Records from a dataset
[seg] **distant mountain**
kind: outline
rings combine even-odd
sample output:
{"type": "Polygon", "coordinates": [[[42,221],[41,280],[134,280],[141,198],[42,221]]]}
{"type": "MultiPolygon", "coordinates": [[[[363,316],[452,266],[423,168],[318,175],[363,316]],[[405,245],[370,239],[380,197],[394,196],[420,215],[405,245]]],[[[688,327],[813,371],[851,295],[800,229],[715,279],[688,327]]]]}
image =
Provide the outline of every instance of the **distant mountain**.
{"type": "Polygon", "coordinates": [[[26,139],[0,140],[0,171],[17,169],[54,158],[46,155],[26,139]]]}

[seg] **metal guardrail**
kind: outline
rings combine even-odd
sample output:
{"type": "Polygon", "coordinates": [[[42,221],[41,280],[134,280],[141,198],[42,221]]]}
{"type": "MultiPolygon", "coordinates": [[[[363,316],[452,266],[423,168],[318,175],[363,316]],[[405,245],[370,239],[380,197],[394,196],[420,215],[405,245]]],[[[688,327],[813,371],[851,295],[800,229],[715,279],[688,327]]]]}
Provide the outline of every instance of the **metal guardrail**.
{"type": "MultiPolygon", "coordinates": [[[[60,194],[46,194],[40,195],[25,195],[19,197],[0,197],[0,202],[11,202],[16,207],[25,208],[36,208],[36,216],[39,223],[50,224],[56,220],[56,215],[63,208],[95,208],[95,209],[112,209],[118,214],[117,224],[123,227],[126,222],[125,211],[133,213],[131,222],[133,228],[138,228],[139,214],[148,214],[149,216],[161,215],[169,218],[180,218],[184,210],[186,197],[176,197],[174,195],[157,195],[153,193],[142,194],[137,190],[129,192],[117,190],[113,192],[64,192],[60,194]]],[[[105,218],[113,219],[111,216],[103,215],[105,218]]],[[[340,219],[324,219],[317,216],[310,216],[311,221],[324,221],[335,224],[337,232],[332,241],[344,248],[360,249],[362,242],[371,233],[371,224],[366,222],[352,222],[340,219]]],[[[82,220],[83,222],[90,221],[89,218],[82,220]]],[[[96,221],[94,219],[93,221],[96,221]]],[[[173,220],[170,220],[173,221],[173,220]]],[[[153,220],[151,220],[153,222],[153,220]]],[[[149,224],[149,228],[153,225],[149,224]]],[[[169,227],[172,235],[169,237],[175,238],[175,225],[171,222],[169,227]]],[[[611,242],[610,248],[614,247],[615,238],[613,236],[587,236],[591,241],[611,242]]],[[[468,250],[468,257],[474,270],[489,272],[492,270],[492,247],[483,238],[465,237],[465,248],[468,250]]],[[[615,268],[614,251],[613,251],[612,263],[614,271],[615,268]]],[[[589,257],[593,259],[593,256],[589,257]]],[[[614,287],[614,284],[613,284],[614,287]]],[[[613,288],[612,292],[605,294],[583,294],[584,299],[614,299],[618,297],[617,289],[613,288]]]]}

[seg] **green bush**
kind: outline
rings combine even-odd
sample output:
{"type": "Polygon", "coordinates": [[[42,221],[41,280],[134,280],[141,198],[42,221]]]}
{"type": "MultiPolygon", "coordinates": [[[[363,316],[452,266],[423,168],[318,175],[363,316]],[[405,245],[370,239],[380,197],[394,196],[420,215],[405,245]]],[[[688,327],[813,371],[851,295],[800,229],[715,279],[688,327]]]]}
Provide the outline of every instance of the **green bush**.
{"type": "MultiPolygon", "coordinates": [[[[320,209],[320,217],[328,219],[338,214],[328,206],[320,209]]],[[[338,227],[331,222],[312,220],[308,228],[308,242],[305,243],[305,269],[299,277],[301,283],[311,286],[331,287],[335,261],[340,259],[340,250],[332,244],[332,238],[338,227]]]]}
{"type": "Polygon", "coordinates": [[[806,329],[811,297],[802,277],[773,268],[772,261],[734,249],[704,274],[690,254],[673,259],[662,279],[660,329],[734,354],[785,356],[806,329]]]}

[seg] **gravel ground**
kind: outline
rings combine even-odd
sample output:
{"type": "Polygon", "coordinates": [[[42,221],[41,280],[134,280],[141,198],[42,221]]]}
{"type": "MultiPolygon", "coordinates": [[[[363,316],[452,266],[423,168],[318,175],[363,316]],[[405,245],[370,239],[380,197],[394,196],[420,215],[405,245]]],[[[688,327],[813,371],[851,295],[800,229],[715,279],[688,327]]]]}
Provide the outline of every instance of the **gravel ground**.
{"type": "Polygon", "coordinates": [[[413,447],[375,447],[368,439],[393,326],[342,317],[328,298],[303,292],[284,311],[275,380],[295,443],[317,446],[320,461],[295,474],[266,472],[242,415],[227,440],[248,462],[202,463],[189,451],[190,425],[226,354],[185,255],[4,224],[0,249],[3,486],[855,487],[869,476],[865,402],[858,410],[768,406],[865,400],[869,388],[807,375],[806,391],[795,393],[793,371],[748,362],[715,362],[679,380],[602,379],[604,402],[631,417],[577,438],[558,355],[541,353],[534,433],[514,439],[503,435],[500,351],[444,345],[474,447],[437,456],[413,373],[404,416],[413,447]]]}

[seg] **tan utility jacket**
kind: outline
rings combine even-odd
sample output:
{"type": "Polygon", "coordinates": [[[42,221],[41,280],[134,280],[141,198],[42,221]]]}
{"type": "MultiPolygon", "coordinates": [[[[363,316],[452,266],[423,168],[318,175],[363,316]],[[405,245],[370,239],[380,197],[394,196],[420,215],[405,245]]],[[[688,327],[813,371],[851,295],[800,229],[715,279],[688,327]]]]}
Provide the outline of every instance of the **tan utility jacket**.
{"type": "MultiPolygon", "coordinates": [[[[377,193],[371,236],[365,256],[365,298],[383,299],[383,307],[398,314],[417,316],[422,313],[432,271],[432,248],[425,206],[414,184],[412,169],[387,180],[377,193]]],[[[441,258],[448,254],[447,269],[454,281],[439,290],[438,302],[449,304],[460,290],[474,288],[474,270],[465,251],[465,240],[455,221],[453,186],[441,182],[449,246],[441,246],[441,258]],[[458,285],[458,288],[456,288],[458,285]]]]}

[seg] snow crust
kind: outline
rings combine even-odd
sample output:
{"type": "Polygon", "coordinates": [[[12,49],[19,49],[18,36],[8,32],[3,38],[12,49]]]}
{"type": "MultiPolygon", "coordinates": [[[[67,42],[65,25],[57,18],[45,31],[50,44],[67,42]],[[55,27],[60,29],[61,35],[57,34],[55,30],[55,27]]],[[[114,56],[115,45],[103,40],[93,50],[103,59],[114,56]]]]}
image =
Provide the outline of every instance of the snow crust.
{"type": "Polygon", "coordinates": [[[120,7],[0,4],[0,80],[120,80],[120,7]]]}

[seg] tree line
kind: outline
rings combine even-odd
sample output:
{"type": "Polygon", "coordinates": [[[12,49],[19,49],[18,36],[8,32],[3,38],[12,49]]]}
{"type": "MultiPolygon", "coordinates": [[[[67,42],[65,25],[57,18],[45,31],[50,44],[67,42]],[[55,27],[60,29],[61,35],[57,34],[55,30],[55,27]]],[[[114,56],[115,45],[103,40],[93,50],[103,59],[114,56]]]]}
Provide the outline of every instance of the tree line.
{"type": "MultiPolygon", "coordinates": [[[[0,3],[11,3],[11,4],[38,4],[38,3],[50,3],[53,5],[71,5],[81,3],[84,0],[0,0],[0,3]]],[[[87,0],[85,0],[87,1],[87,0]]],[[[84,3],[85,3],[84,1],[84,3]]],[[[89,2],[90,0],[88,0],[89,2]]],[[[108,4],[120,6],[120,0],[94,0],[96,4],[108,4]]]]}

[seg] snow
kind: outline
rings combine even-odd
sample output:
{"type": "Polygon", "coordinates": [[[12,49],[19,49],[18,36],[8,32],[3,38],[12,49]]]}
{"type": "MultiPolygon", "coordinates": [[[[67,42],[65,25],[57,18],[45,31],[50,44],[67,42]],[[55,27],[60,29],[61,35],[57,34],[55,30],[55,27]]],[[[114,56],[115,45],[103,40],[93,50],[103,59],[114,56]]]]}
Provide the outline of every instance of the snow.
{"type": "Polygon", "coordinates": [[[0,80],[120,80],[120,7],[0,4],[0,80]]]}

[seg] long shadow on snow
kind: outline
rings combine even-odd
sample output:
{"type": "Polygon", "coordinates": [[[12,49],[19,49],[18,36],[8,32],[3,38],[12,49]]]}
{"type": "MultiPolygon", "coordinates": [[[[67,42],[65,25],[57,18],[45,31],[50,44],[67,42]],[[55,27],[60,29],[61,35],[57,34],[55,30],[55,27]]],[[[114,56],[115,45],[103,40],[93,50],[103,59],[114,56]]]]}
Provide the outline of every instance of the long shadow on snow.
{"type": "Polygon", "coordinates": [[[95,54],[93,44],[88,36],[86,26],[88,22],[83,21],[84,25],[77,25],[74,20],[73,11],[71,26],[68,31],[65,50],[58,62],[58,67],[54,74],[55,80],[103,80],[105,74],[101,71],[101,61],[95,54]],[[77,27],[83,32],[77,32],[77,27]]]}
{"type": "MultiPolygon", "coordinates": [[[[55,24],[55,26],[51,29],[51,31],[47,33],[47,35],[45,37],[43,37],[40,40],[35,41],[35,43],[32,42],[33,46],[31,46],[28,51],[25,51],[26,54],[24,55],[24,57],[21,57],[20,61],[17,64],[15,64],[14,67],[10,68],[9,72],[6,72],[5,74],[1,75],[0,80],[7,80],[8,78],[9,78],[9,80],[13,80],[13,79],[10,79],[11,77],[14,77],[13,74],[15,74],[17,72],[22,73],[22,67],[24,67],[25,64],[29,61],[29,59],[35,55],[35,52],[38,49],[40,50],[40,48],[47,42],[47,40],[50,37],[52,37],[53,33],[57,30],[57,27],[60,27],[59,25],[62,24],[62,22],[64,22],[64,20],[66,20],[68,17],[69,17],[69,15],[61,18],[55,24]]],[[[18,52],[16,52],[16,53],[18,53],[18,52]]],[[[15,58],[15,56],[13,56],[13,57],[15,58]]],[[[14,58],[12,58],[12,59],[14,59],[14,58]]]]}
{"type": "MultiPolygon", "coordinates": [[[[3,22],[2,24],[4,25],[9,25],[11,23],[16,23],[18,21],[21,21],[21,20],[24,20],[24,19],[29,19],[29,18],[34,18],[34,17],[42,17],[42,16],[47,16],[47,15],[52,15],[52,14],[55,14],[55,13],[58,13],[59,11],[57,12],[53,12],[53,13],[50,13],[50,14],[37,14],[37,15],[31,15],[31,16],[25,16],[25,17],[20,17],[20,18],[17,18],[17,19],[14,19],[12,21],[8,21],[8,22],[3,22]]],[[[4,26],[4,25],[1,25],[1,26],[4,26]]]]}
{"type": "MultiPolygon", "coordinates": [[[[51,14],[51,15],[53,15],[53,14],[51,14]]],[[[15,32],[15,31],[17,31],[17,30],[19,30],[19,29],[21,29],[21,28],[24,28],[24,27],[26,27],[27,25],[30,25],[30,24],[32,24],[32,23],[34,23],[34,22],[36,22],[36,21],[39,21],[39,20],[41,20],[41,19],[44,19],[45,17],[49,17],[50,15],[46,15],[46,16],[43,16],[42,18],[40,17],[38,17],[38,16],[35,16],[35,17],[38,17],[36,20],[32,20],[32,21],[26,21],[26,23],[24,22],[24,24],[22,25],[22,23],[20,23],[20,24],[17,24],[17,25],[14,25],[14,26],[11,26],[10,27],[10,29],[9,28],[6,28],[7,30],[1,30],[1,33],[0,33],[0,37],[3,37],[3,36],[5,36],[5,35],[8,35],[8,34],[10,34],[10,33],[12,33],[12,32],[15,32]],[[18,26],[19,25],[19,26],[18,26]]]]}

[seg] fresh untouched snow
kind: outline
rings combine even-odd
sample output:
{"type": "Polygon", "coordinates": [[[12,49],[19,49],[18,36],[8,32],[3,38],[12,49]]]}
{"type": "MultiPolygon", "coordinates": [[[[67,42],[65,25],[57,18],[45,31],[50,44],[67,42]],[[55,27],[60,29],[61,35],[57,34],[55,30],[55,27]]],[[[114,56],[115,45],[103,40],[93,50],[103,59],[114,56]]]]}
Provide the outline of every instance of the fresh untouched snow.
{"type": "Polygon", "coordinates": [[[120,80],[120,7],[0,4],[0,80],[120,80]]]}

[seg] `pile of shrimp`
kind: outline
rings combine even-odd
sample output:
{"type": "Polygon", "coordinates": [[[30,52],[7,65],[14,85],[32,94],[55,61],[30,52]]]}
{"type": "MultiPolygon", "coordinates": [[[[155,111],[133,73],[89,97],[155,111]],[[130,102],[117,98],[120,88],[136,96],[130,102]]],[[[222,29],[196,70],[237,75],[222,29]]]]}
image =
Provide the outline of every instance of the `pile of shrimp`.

#### Set problem:
Count the lines in the rows above that contain the string "green", with case counting, and give only that number.

#### Answer below:
2